• Directions: Your output should be the line with "Find white golf cap." and all following lines of the data below, through the end, repeated exactly.

(Text-to-region grounding data)
----
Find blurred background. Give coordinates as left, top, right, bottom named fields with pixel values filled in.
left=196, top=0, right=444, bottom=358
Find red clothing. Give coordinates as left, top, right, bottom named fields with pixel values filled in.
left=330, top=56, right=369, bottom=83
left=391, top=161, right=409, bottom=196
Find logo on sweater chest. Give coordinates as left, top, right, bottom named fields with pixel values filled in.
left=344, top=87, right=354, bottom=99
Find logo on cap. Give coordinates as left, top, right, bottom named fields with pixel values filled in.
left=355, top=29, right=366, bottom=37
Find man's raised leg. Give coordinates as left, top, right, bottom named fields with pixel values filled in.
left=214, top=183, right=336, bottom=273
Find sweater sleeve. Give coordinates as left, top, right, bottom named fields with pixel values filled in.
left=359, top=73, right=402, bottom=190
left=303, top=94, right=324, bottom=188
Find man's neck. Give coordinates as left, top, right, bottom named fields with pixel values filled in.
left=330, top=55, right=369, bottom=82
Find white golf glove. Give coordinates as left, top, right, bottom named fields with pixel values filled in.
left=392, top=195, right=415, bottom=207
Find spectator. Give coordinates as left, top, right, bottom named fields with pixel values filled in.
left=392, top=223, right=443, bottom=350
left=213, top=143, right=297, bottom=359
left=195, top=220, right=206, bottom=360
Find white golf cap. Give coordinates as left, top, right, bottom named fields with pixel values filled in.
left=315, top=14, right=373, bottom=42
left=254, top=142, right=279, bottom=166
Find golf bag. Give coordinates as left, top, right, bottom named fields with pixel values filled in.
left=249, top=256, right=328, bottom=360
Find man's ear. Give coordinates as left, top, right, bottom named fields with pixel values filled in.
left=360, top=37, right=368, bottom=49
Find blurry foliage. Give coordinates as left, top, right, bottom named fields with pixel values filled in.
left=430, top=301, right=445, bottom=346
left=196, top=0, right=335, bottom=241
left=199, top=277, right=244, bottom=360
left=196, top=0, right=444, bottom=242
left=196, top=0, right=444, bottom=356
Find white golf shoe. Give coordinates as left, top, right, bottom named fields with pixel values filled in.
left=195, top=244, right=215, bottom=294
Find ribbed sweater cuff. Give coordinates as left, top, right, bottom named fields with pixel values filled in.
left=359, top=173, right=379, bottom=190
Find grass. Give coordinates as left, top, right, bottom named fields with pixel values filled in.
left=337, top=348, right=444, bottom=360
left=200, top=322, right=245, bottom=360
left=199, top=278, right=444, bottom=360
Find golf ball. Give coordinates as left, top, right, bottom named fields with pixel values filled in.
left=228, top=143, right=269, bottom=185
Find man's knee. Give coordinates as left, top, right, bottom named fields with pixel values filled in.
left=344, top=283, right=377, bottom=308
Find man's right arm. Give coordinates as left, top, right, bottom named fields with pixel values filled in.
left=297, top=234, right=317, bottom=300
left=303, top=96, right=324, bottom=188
----
• Expected answer:
Find white golf cap. Give coordinates as left, top, right, bottom named fields with pixel values filled in.
left=315, top=14, right=373, bottom=42
left=254, top=142, right=279, bottom=166
Find golf bag. Give coordinates as left, top, right, bottom named fields with pixel values filled in.
left=249, top=256, right=328, bottom=360
Find man's ear. Give coordinates as left, top, right, bottom named fields with pixel values filled in.
left=360, top=37, right=368, bottom=49
Find blurry foliage. Give coordinates as left, top, right, bottom named fields with pixel values filled in.
left=430, top=301, right=445, bottom=346
left=196, top=0, right=335, bottom=241
left=199, top=277, right=244, bottom=360
left=196, top=0, right=444, bottom=242
left=196, top=0, right=444, bottom=356
Find white golf shoe. Give coordinates as left, top, right, bottom named fields with pixel values filled in.
left=195, top=244, right=215, bottom=294
Find ribbed sweater cuff. Give coordinates as left, top, right, bottom named fields with pixel values filled in.
left=359, top=173, right=379, bottom=190
Find grass. Give coordinates as left, top, right, bottom named fields with pixel values filled in.
left=337, top=348, right=444, bottom=360
left=200, top=322, right=245, bottom=360
left=199, top=278, right=444, bottom=360
Find golf ball. Give coordinates as left, top, right, bottom named fields with pixel values filled in.
left=228, top=143, right=269, bottom=185
Find man's knee. Give coordinates as left, top, right, bottom named fields with pixel values filled in.
left=344, top=283, right=377, bottom=308
Find man's right arm. Give coordinates as left, top, right, bottom named fields with pixel values filled in.
left=297, top=234, right=317, bottom=300
left=303, top=96, right=324, bottom=188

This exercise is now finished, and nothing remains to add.